Text shown >>

- - - -

Should the Big Ten Eliminate Divisions?

Hello, Big Ten Football fans!

It's the offseason and we're about three months from the start of the 2022 Big Ten Conference football season.

There was a somewhat big news announcement out of the NCAA office last week.

"Additionally, Football Bowl Subdivision conferences will no longer have requirements to annually exempt their conference championship game from the maximum number of games a team is allowed in a season."

In the old days, conferences had to have full round robin play to have a conference championship game. In most conferences, it is two divisions (for the Big Ten, it is the East and West divisions). The Big 12 doesn't need divisions but satisfies the round robin rule because it has only ten members and everyone plays everyone. The American Athletic Conference had been operating with a waiver recently. With the SEC grabbing Oklahoma and Texas, the Big 12 grabbing Cincinnati, Houston, Central Florida, and BYU, and more juggling, the NCAA decided to just eliminate the "division" rule.

- - - -

Listed records >>

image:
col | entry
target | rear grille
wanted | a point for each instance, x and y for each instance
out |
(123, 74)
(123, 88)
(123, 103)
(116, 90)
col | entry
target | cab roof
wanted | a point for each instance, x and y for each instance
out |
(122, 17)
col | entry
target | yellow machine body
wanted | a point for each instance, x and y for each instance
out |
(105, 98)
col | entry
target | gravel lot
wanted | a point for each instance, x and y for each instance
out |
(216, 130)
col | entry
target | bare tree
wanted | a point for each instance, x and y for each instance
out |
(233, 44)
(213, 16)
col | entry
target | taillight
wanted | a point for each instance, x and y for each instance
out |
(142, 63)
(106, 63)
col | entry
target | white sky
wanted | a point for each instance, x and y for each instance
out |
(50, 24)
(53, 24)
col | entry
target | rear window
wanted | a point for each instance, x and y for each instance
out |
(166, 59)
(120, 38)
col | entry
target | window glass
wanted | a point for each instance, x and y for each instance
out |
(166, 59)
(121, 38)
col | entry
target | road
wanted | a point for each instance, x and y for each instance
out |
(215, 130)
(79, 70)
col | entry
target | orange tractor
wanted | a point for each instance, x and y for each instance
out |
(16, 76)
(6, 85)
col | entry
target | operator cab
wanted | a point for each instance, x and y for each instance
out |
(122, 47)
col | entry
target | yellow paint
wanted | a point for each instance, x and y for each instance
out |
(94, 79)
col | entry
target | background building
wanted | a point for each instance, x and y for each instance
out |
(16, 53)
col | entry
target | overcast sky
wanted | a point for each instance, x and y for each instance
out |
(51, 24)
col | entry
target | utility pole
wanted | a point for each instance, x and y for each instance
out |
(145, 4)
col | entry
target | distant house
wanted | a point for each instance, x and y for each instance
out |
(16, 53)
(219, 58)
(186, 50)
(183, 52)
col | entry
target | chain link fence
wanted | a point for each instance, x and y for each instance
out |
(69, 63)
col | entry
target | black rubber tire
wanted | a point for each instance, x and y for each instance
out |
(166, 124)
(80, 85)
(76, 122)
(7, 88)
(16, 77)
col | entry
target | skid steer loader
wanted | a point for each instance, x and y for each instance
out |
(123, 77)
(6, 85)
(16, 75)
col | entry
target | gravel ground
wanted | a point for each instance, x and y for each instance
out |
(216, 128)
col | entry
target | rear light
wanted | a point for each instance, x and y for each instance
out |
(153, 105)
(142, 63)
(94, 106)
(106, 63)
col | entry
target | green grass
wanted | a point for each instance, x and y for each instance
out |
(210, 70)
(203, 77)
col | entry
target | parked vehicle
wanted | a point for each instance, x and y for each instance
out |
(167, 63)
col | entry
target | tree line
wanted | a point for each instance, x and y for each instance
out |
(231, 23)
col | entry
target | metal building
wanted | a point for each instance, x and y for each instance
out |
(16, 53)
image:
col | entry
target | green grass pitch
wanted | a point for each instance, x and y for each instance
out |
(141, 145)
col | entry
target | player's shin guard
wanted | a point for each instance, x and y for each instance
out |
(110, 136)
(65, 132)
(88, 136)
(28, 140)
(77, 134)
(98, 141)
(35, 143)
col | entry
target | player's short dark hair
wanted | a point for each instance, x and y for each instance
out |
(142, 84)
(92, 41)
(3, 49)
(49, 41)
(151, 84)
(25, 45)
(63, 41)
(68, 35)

- - - -

Stated exercise >> For each statement, state whether it agrees with the article on Big Ten divisions by answering yes or no and quoting the deciding words of the article. (a) The Big Ten's two divisions are the North and South divisions. (b) The Big 12 satisfies the round robin rule because everyone plays everyone. (c) The 2022 Big Ten season is about six months away. The lines above stand apart from the text and are not connected to it.

Solution to the exercise >>
(a) No: "for the Big Ten, it is the East and West divisions"
(b) Yes: "satisfies the round robin rule because it has only ten members and everyone plays everyone"
(c) No: "we're about three months from the start of the 2022 Big Ten Conference football season"